EXERCISE PROMPT. Update the stretch of the records from the line containing "One point per instance of the black" through the end of the records, replacing "black tire" with "dark tire" and keeping everything else the same, and give back only those lines.

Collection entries
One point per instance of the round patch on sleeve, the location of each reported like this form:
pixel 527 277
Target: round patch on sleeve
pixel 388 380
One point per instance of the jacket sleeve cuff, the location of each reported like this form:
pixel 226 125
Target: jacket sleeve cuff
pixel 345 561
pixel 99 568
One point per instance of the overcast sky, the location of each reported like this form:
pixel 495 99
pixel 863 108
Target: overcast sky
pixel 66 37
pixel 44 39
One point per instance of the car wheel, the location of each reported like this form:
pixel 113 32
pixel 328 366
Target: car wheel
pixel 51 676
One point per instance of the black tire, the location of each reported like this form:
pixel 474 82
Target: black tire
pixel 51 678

ANSWER TO THIS TASK.
One point per instance of the dark tire, the location of each reported like this form:
pixel 474 82
Target: dark tire
pixel 51 678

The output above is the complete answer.